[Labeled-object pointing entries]
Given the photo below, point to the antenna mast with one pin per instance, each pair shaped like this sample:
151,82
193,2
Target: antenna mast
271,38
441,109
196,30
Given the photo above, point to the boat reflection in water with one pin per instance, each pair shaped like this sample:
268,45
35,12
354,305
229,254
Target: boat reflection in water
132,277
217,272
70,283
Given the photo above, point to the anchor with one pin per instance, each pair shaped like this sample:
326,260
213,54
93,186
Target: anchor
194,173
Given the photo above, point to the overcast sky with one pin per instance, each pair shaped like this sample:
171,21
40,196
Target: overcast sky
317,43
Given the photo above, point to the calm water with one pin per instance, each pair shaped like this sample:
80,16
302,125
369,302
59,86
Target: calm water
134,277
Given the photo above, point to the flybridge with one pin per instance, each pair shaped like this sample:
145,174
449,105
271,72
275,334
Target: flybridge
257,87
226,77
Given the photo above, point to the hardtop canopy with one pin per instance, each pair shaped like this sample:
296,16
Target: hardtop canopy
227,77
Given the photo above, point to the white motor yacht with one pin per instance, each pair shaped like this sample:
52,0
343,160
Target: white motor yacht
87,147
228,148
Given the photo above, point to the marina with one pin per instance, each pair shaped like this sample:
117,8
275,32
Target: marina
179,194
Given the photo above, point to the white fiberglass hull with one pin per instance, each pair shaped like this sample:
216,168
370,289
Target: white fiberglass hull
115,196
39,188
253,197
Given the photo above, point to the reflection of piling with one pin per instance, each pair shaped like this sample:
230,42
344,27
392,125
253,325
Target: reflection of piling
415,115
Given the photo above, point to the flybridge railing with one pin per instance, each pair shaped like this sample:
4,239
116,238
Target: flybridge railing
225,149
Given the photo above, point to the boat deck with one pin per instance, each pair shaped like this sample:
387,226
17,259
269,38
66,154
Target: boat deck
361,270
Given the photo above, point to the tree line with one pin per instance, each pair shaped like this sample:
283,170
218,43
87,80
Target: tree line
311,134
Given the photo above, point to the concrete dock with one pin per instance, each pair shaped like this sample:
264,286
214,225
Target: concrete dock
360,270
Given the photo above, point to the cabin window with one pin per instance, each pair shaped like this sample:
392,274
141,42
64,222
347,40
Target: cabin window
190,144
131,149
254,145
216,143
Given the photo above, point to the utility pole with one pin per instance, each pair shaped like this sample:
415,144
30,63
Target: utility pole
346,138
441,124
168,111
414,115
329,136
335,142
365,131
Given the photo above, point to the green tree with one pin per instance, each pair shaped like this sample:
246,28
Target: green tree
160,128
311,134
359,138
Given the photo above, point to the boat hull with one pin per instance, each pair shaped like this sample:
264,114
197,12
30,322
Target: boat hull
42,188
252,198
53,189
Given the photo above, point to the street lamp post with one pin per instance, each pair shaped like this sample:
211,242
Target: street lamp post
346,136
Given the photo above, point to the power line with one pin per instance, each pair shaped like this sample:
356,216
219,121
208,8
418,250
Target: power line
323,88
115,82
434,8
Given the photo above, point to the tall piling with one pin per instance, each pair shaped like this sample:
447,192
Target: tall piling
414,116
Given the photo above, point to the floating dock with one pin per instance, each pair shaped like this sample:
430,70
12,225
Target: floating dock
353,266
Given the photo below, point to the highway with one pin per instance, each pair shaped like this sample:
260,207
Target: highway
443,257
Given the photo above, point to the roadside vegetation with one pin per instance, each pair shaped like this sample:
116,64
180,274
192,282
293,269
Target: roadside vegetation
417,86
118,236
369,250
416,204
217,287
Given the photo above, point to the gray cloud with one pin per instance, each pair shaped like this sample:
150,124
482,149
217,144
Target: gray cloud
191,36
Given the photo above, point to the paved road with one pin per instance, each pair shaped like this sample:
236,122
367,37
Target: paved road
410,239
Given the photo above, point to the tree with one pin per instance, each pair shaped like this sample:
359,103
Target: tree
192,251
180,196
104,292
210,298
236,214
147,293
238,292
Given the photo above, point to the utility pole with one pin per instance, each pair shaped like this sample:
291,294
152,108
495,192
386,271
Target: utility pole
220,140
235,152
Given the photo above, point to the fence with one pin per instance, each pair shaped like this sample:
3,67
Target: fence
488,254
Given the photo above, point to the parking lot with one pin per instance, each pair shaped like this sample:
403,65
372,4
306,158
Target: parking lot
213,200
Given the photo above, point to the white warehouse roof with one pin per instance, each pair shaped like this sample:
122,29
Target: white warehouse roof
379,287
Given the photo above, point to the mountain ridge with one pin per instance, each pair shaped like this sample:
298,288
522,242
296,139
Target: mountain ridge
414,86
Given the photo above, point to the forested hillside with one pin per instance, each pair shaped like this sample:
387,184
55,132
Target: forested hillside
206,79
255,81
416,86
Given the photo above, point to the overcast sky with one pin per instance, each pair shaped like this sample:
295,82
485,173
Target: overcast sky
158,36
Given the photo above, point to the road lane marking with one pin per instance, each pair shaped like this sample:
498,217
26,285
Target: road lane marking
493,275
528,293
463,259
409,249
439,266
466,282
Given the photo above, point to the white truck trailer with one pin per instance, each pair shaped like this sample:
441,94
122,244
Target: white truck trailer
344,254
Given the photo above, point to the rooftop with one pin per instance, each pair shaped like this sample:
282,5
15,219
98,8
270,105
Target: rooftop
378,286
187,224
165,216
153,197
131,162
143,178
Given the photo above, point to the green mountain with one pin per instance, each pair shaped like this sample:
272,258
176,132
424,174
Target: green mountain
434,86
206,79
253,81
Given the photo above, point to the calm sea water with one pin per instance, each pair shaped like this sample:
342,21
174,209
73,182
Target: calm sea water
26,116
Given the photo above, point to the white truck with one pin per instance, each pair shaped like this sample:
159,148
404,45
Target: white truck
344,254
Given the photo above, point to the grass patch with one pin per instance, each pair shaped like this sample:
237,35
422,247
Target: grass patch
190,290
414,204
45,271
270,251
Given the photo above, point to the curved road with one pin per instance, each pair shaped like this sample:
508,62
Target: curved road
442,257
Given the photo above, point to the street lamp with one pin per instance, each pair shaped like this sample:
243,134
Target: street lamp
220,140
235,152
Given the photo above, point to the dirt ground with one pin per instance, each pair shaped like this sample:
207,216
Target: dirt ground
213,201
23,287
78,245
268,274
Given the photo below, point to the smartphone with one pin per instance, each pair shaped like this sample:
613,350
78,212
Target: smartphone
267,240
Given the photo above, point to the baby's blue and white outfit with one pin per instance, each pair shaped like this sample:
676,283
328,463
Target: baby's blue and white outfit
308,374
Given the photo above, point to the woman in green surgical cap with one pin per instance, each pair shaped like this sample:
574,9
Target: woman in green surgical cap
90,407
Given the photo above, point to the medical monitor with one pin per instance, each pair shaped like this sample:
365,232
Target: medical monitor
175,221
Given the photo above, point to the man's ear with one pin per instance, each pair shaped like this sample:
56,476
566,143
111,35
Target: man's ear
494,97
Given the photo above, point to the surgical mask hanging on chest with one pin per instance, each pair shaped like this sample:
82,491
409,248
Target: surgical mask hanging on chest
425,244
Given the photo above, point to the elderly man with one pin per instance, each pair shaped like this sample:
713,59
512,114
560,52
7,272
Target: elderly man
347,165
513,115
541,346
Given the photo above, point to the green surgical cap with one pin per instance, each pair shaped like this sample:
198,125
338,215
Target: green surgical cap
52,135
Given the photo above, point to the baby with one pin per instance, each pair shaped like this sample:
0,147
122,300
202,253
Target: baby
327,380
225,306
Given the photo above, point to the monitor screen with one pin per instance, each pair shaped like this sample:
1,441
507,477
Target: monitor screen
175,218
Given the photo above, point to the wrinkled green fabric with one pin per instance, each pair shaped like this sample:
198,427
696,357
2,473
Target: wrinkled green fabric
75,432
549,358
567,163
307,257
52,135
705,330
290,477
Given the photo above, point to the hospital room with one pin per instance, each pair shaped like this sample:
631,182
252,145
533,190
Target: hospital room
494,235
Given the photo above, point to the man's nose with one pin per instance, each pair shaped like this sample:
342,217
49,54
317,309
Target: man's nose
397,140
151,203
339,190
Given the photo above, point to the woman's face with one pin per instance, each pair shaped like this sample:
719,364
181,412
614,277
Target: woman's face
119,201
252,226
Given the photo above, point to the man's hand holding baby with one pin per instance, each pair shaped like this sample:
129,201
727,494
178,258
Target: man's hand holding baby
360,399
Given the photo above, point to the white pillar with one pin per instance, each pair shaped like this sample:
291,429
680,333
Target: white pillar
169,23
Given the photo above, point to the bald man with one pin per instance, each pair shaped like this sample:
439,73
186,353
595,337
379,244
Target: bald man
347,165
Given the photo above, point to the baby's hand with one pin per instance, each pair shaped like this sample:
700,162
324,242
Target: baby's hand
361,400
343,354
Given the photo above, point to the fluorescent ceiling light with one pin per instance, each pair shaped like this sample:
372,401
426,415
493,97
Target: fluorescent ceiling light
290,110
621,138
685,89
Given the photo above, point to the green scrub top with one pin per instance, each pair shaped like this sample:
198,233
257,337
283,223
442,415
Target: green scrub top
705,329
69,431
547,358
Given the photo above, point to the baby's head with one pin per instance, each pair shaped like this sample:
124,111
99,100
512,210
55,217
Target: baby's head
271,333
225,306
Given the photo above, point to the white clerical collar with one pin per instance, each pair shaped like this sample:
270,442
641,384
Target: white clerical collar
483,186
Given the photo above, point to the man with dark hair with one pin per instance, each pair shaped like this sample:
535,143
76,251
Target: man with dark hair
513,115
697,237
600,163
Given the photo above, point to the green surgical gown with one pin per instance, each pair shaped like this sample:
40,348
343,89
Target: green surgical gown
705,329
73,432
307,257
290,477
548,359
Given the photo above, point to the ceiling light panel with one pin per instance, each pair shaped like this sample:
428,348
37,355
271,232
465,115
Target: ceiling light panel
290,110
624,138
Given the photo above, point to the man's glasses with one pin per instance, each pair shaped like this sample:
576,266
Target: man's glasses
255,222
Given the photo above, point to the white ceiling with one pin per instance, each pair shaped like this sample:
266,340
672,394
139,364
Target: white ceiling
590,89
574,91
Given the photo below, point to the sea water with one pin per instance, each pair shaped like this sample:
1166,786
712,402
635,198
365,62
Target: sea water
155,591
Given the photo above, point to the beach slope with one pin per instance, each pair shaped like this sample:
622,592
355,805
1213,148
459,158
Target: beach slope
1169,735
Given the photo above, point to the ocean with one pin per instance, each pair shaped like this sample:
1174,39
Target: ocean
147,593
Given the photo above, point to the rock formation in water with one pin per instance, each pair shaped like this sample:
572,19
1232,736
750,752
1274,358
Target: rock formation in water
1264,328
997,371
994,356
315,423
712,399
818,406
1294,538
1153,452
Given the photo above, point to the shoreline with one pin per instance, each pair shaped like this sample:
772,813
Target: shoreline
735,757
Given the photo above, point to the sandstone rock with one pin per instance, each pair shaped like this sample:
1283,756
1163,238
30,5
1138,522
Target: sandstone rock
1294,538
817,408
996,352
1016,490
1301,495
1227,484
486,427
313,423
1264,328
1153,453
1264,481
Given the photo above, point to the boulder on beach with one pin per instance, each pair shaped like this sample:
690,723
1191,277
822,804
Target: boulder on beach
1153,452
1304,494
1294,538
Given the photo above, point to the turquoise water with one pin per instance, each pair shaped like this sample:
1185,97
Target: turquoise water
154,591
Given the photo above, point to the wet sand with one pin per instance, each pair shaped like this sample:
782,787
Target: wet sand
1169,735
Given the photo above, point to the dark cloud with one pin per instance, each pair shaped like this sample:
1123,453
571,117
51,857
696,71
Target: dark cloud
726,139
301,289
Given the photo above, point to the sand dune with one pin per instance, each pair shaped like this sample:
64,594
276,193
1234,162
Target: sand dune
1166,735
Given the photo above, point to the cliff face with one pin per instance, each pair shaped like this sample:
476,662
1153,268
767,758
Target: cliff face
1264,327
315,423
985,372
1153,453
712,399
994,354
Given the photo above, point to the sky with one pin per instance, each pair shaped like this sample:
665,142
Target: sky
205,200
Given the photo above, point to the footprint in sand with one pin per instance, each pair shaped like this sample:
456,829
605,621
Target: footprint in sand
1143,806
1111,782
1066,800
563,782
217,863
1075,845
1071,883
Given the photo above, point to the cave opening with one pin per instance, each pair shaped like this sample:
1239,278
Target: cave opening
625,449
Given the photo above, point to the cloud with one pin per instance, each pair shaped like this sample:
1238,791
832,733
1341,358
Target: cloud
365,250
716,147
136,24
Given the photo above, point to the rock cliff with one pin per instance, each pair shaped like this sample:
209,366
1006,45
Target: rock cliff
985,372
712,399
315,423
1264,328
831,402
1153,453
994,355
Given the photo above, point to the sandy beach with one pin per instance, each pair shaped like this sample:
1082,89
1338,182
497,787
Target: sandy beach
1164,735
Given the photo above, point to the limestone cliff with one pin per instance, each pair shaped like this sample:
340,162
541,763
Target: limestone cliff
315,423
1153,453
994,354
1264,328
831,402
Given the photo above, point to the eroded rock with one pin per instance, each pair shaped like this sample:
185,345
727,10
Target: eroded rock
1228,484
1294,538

-- Work instructions --
Copy out the lines starting at the one containing "Given the photo above, point to the footprint" and ending with the last line of the entries. Include nothing else.

-- Reply --
Given the photo above, point to the footprint in sand with one pin per instance, each pair shaped like this sample:
456,829
605,621
Target: footprint in sand
1143,806
1111,782
1066,800
563,782
217,863
1075,845
1071,883
Given the photo above, point to the cave opening with one pin per instance, each pair shaped like this sample:
1239,278
Target: cave opening
625,449
Given the photo above, point to the cloud with one pin per instance, each pair shaped like this sample:
1238,791
832,733
1341,358
Target: cloud
365,250
716,147
136,24
Given the photo above, point to the rock cliff with one pin per instance, each pair shaped like this sample:
209,366
1006,45
Target: rock cliff
985,372
712,399
315,423
1264,328
831,402
1153,453
994,355
Given the photo above, point to the sandy beach with one pin per instance, each pair shaped like this sample:
1082,89
1338,182
497,787
Target: sandy beach
1164,735
Given the photo above, point to the limestone cliff with one pin per instance, each pair shaped like this sample:
340,162
541,763
Target: limestone cliff
315,423
1153,453
994,354
1264,328
831,402
Given the photo above, point to the eroded rock with one pin per instance, each pair shaped like this sample:
185,345
727,10
Target: eroded rock
1228,484
1294,538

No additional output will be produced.